ЗАДАНИЕ A =
Согласуются ли с отрывком о Фонвизине утверждения (i) Фонвизин нашел фабрики и мануфактуры Франции в цветущем состоянии; (ii) по словам Фонвизина, трубочист отказывается платить подать; (iii) Фонвизин считал, что у французов надобно перенимать любовь к отечеству и государю? Для каждого ответьте «да» или «нет» и приведите решающие слова отрывка точной цитатой.
ЗАДАНИЕ B =
Перепишите из отрывка о Фонвизине всё, что идет начиная со слов «Тут, правда, Денис» и вплоть до слов «на плаху второго.».
ЗАДАНИЕ C =
Через какое время, согласно отрывку о Фонвизине, трубочист докажет, что не объединяет отечества с государем?

ОТРЫВОК =
------
При всей национальной щепетильности добросовестно отметил Фонвизин и то, в чем Россия явно проигрывала: «Если что во Франции нашел я в цветущем состоянии, то, конечно, фабрики и мануфактуры. Нет в свете нации, которая б имела такой изобретательный ум, как французы, в художествах и ремеслах, до вкуса касающихся».
Отмечена была и любовь к отечеству. «Сие похвальное чувство вкоренено, можно сказать, во всем французском народе. Последний трубочист вне себя от радости, коли увидит короля своего; он кряхтит от подати, ропщет, однако последнюю копейку платит, во мнении, что тем пособляет своему отечеству. Коли что здесь действительно почтенно и коли что всем перенимать здесь надобно, то, конечно, любовь к отечеству и государю своему».
Тут, правда, Денис Иванович отчасти дал маху: очень скоро, всего-то через несколько лет, трубочист докажет, что не объединяет отечества с государем, и будет рукоплескать, когда первое отправит на плаху второго.
------
ВЫБОРКА ЗАПИСЕЙ =

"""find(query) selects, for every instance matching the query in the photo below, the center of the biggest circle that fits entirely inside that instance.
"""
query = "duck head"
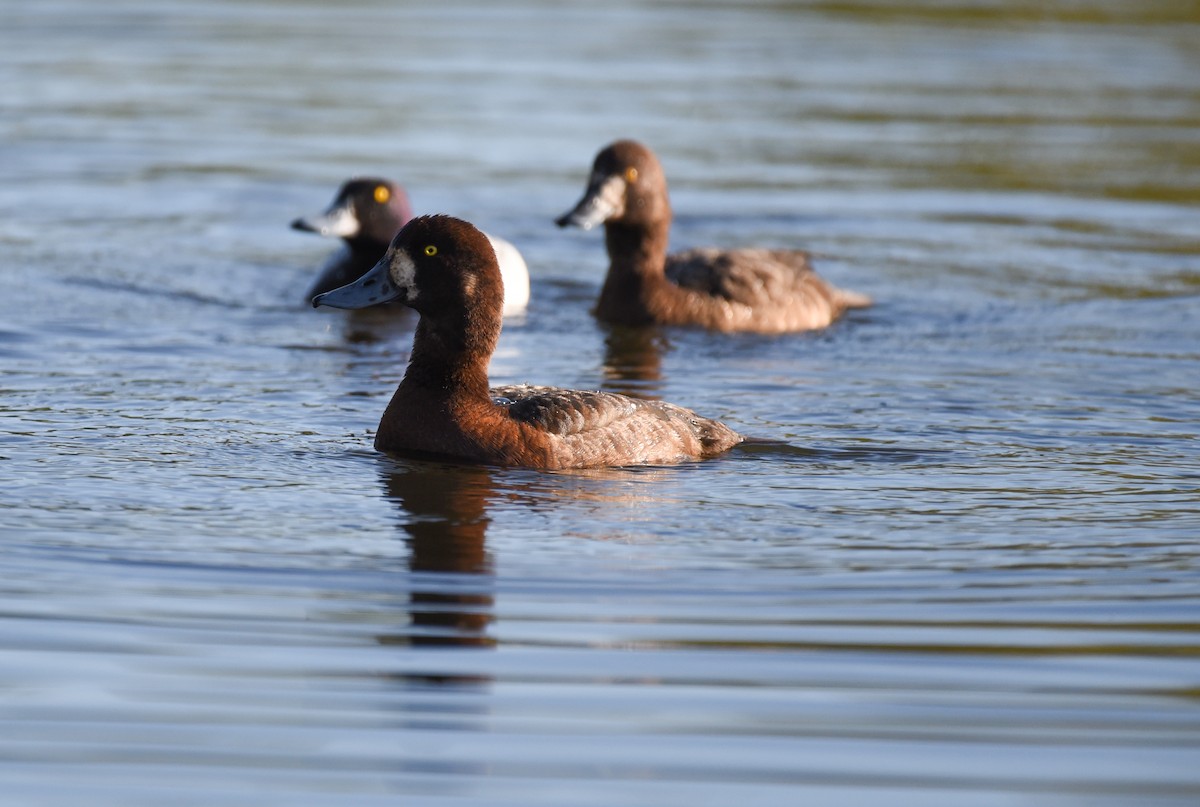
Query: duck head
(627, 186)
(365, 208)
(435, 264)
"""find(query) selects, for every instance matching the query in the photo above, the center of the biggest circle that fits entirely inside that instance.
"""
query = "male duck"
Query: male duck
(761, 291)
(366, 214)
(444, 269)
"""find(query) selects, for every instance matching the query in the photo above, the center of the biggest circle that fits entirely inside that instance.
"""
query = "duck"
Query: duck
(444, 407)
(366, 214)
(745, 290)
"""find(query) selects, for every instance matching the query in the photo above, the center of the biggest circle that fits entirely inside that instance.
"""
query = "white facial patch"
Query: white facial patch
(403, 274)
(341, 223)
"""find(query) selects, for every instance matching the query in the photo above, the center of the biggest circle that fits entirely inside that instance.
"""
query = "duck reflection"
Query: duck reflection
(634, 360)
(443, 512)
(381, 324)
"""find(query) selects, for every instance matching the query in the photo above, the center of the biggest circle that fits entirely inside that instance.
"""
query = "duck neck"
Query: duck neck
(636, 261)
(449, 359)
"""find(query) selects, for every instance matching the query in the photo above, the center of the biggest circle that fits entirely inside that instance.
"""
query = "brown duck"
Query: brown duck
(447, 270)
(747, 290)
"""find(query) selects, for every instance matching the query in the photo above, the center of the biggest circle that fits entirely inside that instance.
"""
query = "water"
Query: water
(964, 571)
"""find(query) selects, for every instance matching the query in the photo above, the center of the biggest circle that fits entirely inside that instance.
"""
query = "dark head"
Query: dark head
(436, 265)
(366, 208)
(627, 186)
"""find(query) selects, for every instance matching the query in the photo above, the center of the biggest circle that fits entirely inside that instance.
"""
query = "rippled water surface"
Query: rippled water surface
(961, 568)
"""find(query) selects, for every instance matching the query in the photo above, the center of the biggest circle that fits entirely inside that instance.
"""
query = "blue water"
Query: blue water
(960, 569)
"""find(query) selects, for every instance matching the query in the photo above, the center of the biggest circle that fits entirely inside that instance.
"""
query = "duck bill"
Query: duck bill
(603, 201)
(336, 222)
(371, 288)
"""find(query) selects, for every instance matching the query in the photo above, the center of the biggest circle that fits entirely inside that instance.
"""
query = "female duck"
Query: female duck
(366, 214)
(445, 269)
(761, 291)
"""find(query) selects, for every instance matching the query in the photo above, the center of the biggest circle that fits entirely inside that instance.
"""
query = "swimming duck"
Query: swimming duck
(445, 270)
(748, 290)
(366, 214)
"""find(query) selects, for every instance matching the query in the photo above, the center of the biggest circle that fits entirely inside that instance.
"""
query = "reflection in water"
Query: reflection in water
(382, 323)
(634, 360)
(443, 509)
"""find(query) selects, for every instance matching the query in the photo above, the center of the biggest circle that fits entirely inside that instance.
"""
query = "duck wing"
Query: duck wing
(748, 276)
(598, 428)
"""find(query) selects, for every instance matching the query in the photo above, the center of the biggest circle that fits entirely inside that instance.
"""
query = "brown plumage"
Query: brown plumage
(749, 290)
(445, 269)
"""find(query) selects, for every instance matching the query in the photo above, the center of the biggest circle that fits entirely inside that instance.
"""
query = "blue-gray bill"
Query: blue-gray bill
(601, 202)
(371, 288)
------
ОТВЕТ A =
(i) Да: «Если что во Франции нашел я в цветущем состоянии, то, конечно, фабрики и мануфактуры».
(ii) Нет: «он кряхтит от подати, ропщет, однако последнюю копейку платит».
(iii) Да: «коли что всем перенимать здесь надобно, то, конечно, любовь к отечеству и государю своему».

ОТВЕТ B =
Тут, правда, Денис Иванович отчасти дал маху: очень скоро, всего-то через несколько лет, трубочист докажет, что не объединяет отечества с государем, и будет рукоплескать, когда первое отправит на плаху второго.

ОТВЕТ C =
Очень скоро, всего через несколько лет.